Gave Czolgasz [sic] an Atomizer
Assassin’s Mother Says a Woman Was the Donor.
Dates Back Murderer’s Troubles to This Gift.
A special dispatch to the Plain Dealer
last night from Milwaukee stated that Vincent Slawski, editor of
the Kuryer Poleski, returned from Cleveland last night and brought
with him a queer machine, apparently a steam atomizer, which he
says the mother of Leon Czolgasz gave him to give to the assassin’s
counsel. She told Slawski that a woman gave it to Leon and immediately
thereafter he became insane and started to go around with Anarchists.
Slawski will probably send it to the Buffalo police. The machine,
Mrs. Czolgasz claims, is the root of all the trouble in the family,
as after using it Leon was imbued with Anarchistic ideas. Slawski
thinks that the machine may play an important part in the trial,
as the question naturally comes up as to who the woman is who was
careful enough of Czolgasz’s health to go to the expense and trouble
of buying medical apparatus for him. Slawski thinks this woman is
Emma Goldman.
In speaking of his visit Slawski said:
“I talk Polish, and by sympathizing with the Czolgasz family I got
them to talk. Both the old people acknowledge that they thought
their son was connected with a plot to murder the president. The
machine may be intended for some kind of an infernal machine, for
all I know. I told her I was going to Buffalo soon, and she gave
me this contrivance to give to the counsel. She said a woman who
thought a great deal of Leon gave it to him when he was sick, and
that she was very careful of his health. Leon was careful of the
machine, she said, and kept it in a sachel [sic]. Who the
woman was Mrs. Czolgasz did not know, but I am confident it was
Miss Goldman. Who else but Anarchists would be so careful of Leon
Czolgasz’s health, especially if he was the center of a plot?

::::

■ WHAT TO DO ■
**A.** Answer these questions about the newspaper item on the atomizer:
(i) Which paper did Vincent Slawski edit?
(ii) To whom will Slawski probably send the machine?
(iii) According to Mrs. Czolgasz, where did Leon keep the machine?
**B.** Reproduce word for word everything in the newspaper item on the atomizer from "A special dispatch" down to "around with Anarchists.".

■ PROVIDED DATA ■
::::

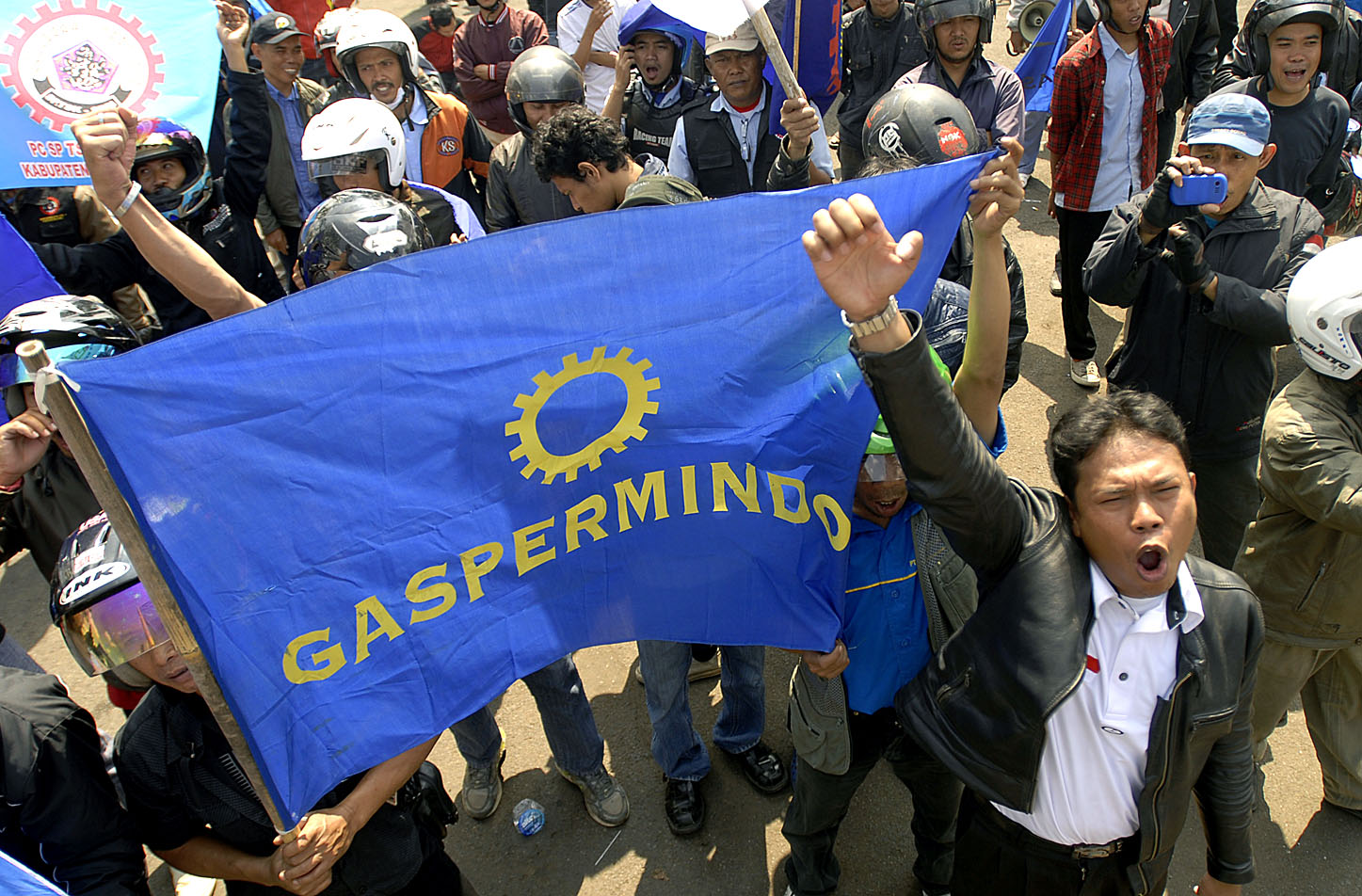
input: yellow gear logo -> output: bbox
[505,345,659,485]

::::

■ RESULTS FOR THE EXERCISE ■
**A.**
(i) The Kuryer Poleski.
(ii) The Buffalo police.
(iii) In a sachel.

**B.**
A special dispatch to the Plain Dealer
last night from Milwaukee stated that Vincent Slawski, editor of
the Kuryer Poleski, returned from Cleveland last night and brought
with him a queer machine, apparently a steam atomizer, which he
says the mother of Leon Czolgasz gave him to give to the assassin’s
counsel. She told Slawski that a woman gave it to Leon and immediately
thereafter he became insane and started to go around with Anarchists.